Document excerpt

>>>>

The depth of your tank will determine the strength of light needed for the aquarium. If you are not achieving rapid growth on your foreground plants then your light is not strong enough. On tanks that are over 45cm in depth it is better to use a light source like High Output T5’s, Metal Halides or LED’s specifically designed for planted aquariums.

Only when you have enough light on the aquarium will your plants grow to their full capacity. Light plays a major factor with CO2 as plants use carbon and light to photosynthesis – Converting them into usable sugars that allow the plant to grow. Much like our bodies, where we consume varies nutrients and convert them into the fuel we need. When we eat high nutrition food our bodies perform better. The combination of high light intensity with CO2 enables plants to photosynthesis properly. With more light, plants can absorb more CO2 and fertilizer, in turn helping them to grow faster and stronger. You don’t have grasp the process exactly and there is a lot we don’t even understand about plants, but the process works and we can see the results reflected back to us in the beautiful landscapes that are created.

Carbon Dioxide is present in the water but not enough that plants benefit from, especially in a fully planted aquarium. This is why CO2 needs to be added in gas or liquid form. Liquid CO2 is a great additive to supply more carbon to plants, but it is not enough compared to CO2 in gas form.

Some plants do not need CO2 and we can even grow more difficult plants without it. This is great to some extent but the plant will never grow to its full potential. If adding CO2 to a low light planted tank, the plants will still absorb the carbon but with the reduction in light there will be a reduction in photosynthesis. Even the smallest amount of CO2 will help with plant growth. A low light tank may not get rapid growth, but the plants will be able to make use of this extra carbon and improved growth will result.

CO2 should be turned off at night. Plants do not use carbon when the lights are off so adding this will only make your tank become more acidic. They do the opposite and absorb oxygen from the water in a process called Cellular Respiration – Plants absorb oxygen and expel carbon dioxide. In heavily planted tanks, agitation of the water surface maybe needed for your fish to maintain a sufficient amount of oxygen during the night. This can be from using the outflow pipe to disrupt the water surface or using an air pump. Pay close attention to your fish to determine how much is needed.  The duration will be determined on your tank setup and is needed to offset the cellular respiration process.

<<<<

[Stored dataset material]
>>>>

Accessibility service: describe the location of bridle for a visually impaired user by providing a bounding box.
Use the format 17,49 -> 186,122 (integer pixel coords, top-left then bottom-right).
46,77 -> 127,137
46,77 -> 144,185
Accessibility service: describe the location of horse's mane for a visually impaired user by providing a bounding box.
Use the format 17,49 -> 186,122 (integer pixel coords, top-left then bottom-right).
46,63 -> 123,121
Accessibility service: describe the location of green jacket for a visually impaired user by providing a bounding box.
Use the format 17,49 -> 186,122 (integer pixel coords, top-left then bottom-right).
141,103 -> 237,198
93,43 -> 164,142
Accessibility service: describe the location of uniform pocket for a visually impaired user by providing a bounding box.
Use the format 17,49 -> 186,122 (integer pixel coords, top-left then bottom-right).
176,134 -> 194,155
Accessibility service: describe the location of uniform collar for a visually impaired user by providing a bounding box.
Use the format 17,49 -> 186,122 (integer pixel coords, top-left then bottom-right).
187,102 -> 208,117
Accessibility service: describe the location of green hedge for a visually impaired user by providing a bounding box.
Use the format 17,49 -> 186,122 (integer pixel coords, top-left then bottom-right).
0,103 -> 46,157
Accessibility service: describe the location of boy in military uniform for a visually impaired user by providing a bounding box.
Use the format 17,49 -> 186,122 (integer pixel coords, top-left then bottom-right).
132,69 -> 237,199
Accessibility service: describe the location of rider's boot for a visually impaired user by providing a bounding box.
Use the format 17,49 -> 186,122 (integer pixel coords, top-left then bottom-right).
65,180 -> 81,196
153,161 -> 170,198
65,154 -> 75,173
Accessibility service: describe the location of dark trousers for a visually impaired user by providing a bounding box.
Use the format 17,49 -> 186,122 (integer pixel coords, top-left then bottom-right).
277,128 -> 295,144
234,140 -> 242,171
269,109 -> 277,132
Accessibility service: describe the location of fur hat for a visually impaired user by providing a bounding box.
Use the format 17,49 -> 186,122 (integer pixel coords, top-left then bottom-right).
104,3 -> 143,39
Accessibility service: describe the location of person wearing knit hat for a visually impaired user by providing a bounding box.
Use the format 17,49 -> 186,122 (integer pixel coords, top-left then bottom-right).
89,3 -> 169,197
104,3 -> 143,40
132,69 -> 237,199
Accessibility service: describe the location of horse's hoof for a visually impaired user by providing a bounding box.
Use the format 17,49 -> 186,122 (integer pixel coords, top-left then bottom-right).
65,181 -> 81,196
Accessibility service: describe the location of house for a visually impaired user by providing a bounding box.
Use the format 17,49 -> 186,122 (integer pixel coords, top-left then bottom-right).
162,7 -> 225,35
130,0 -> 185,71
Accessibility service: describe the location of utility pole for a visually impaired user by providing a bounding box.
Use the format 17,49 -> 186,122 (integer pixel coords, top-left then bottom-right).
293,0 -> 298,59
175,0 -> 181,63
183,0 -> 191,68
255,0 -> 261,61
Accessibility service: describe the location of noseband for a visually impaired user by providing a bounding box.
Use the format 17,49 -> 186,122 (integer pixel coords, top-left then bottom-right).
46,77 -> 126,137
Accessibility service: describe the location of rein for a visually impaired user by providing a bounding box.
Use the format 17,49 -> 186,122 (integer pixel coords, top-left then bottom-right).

<<<<

What is required
Pick up the passage on light and CO2 in planted aquariums after its last sentence and continue writing it. This material was taken from a separate source.

Answer for this exercise
By turning on your CO2 a couple of hours before lights go on, you will maximize the use of your CO2.

Types Of CO2

Pressurized Systems are the most reliable and easiest way to inject CO2 into the aquarium. This is because the parts are made specifically to do the job. If using a CO2 system at the very least it needs to  include a CO2 Bottle, Regulator with needle valve, Bubble Counter, Diffuser, One Way Valve and Tubing. Adding a Magnetic solenoid would better serve you as this will give you the ability to turn your system on and off automatically.

Small tanks are ideal for purchasing your own pressurized bottles as the gas lasts for quite a while. With larger tanks it is best to hire a CO2 bottle from a local gas company. This saves time of having to travel to your local fish shop for them to re gas. It may be cheaper or work out the same in the long run, but it is a lot more convenient. Plus you don’t have to fork out money on owning your own pressurized bottle. Before refilling, always freeze your CO2 Bottle as this will allow more gas with each refill.

Disposable CO2 Kits that use throw away cartridges are another alternative. Once the cartridge empties it is then replaced with a new one. These are better used on smaller tanks because they are usually designed for them. Cartridges only come in a couple of sizes making gas usage on bigger tanks expensive.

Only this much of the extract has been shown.